### DATA TO USE ###

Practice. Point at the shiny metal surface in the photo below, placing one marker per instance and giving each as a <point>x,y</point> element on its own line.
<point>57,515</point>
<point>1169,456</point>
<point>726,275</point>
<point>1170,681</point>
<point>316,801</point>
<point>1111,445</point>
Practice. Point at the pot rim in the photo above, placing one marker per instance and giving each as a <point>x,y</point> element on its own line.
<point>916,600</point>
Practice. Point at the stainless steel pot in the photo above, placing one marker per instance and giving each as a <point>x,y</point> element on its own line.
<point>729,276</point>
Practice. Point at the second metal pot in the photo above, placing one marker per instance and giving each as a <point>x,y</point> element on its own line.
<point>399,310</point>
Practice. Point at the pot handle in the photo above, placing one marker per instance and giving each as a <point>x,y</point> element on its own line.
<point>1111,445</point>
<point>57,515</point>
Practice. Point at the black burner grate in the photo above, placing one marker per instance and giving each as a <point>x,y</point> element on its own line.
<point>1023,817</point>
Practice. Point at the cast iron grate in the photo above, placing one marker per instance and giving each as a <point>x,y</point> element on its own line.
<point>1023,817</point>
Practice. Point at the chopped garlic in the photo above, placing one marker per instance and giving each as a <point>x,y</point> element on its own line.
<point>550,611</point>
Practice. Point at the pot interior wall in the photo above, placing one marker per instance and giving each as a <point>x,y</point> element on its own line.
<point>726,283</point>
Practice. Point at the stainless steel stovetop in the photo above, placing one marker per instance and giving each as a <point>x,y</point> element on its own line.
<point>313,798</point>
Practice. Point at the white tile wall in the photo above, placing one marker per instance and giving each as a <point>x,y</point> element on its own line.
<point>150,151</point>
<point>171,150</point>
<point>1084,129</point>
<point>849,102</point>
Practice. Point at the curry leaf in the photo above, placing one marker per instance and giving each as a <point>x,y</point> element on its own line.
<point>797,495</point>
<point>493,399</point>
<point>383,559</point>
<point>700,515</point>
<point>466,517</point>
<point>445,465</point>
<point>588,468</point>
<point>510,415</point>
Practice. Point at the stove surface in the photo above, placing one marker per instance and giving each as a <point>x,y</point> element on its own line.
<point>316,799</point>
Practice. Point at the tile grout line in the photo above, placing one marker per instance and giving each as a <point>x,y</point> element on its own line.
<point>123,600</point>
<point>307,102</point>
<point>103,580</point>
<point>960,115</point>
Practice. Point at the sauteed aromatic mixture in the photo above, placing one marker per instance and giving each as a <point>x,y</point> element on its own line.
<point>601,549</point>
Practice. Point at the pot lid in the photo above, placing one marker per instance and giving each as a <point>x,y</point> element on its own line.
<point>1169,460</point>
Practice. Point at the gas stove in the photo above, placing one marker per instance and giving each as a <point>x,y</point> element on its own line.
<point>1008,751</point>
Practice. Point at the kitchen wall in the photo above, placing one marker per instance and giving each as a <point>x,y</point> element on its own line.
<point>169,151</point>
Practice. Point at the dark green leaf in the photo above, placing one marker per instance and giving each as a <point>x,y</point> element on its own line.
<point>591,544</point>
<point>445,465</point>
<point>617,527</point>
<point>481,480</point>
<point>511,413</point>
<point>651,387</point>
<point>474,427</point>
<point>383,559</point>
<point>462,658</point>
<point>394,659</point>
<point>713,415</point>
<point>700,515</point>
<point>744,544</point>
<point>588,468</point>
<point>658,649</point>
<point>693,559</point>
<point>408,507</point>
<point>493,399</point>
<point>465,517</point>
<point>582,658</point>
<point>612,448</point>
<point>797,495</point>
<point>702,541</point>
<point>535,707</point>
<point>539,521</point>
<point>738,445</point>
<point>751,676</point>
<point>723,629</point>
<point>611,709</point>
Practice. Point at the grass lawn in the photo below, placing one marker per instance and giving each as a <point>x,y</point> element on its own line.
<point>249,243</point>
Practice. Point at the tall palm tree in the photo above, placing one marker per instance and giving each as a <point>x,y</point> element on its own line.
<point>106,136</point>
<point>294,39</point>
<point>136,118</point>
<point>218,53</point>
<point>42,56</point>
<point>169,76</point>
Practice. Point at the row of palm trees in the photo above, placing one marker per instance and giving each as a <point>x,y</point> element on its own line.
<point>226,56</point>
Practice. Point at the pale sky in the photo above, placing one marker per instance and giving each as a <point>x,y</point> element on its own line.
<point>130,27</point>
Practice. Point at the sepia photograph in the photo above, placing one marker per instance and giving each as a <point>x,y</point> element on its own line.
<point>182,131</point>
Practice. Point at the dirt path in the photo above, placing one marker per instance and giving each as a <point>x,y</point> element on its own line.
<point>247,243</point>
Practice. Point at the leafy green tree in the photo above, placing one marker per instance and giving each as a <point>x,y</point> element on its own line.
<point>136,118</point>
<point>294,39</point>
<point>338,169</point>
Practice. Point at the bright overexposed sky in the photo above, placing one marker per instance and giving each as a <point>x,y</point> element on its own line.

###

• TO DO: Scale the part of the rows that opens with the line containing "Practice. Point at the stainless steel stovetop" and closes with the line containing "<point>849,102</point>", both ends included. Write out every line in that part, keeping the requests unchanged, and multiply each point coordinate in the answers by 0.7, rounding to whole numbers with halves rounded up.

• REPLY:
Practice. Point at the stainless steel stovetop in the photo above, placing one marker per instance and giving each as a <point>x,y</point> element on its own line.
<point>219,559</point>
Practice. Point at the white tile wall in the photo above, placing one marker per instance and giving each as a <point>x,y</point> element on its own line.
<point>105,106</point>
<point>120,105</point>
<point>759,90</point>
<point>594,71</point>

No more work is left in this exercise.